-------- Input data
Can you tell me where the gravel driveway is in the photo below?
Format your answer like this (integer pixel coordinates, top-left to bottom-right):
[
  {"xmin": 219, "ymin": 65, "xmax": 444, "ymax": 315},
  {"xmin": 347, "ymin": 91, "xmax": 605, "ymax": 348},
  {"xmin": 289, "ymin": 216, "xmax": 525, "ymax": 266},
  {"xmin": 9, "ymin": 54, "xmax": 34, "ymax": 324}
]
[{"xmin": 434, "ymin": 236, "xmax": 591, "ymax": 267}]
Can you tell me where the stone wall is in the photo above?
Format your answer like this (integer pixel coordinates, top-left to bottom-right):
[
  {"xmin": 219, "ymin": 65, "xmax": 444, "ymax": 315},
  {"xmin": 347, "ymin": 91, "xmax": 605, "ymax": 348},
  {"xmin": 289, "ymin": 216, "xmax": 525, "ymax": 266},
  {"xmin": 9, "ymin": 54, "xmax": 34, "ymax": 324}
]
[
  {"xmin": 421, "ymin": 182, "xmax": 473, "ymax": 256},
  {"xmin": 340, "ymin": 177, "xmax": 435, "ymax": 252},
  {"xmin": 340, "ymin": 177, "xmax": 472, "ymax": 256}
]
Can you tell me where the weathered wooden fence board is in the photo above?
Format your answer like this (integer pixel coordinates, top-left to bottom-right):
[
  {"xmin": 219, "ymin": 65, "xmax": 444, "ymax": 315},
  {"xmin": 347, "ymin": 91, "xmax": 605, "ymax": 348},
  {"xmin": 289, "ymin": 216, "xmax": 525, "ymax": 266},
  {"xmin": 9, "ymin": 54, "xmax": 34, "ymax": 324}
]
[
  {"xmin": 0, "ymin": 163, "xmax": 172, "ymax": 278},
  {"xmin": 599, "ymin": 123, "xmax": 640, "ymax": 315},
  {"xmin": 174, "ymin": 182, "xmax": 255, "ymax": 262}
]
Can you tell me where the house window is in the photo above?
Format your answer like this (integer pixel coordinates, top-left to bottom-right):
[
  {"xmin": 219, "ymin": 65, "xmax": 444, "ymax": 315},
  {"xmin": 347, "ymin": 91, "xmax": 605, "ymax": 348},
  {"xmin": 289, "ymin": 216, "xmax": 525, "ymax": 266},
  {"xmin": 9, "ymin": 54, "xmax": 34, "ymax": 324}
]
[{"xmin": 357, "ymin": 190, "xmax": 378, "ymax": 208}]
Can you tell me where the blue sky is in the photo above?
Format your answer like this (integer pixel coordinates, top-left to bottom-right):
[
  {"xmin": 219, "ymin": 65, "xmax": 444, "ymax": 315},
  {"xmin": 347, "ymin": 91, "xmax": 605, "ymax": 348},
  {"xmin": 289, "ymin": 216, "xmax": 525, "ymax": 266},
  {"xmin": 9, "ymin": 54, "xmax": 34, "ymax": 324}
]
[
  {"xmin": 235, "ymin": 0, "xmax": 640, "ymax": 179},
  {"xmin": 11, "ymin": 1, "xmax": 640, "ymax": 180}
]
----------------
Stated goal:
Arrange every line of the records above as a numbered list, leaving out any blank lines.

Written solution:
1. Can you tell me where the gravel driveway is in the photo below?
2. Format your answer like this (integer pixel coordinates, top-left to bottom-right):
3. [
4.   {"xmin": 219, "ymin": 65, "xmax": 444, "ymax": 315},
5.   {"xmin": 347, "ymin": 91, "xmax": 605, "ymax": 348},
6.   {"xmin": 289, "ymin": 216, "xmax": 525, "ymax": 266},
7.   {"xmin": 9, "ymin": 54, "xmax": 34, "ymax": 324}
8. ]
9. [{"xmin": 434, "ymin": 236, "xmax": 591, "ymax": 267}]
10. Can you tell me where the stone wall is in the photo above?
11. Format your answer like this (integer pixel coordinates, top-left to bottom-right):
12. [
13.   {"xmin": 219, "ymin": 65, "xmax": 444, "ymax": 315},
14.   {"xmin": 347, "ymin": 91, "xmax": 605, "ymax": 348},
15.   {"xmin": 289, "ymin": 216, "xmax": 525, "ymax": 266},
16.   {"xmin": 9, "ymin": 54, "xmax": 34, "ymax": 324}
17. ]
18. [
19.   {"xmin": 421, "ymin": 182, "xmax": 473, "ymax": 256},
20.   {"xmin": 340, "ymin": 177, "xmax": 435, "ymax": 252},
21.   {"xmin": 340, "ymin": 177, "xmax": 472, "ymax": 256}
22. ]
23. Can you tell me where the weathered wooden fence board is in the photo above?
24. Format your answer like this (integer pixel coordinates, top-left to bottom-right):
25. [
26.   {"xmin": 219, "ymin": 65, "xmax": 444, "ymax": 315},
27.   {"xmin": 347, "ymin": 91, "xmax": 605, "ymax": 348},
28.   {"xmin": 289, "ymin": 216, "xmax": 525, "ymax": 266},
29.   {"xmin": 9, "ymin": 54, "xmax": 34, "ymax": 324}
30. ]
31. [
32.   {"xmin": 0, "ymin": 163, "xmax": 172, "ymax": 278},
33.   {"xmin": 599, "ymin": 123, "xmax": 640, "ymax": 315},
34.   {"xmin": 174, "ymin": 182, "xmax": 255, "ymax": 262}
35. ]
36. Can you tell me where the house window is in the photo above?
37. Format your answer like this (integer pixel coordinates, top-left to bottom-right):
38. [
39.   {"xmin": 219, "ymin": 65, "xmax": 444, "ymax": 315},
40.   {"xmin": 347, "ymin": 91, "xmax": 605, "ymax": 348},
41.   {"xmin": 289, "ymin": 216, "xmax": 525, "ymax": 266},
42.   {"xmin": 9, "ymin": 54, "xmax": 34, "ymax": 324}
43. ]
44. [{"xmin": 357, "ymin": 190, "xmax": 378, "ymax": 208}]
45. Can you tell me where the blue sky is in the photo above?
46. Format your answer like this (integer pixel coordinates, top-left to bottom-right):
47. [
48.   {"xmin": 219, "ymin": 65, "xmax": 444, "ymax": 315},
49.   {"xmin": 347, "ymin": 91, "xmax": 605, "ymax": 348},
50.   {"xmin": 289, "ymin": 216, "xmax": 525, "ymax": 266},
51.   {"xmin": 9, "ymin": 54, "xmax": 34, "ymax": 324}
52. ]
53. [
54.   {"xmin": 235, "ymin": 0, "xmax": 640, "ymax": 179},
55.   {"xmin": 11, "ymin": 1, "xmax": 640, "ymax": 180}
56. ]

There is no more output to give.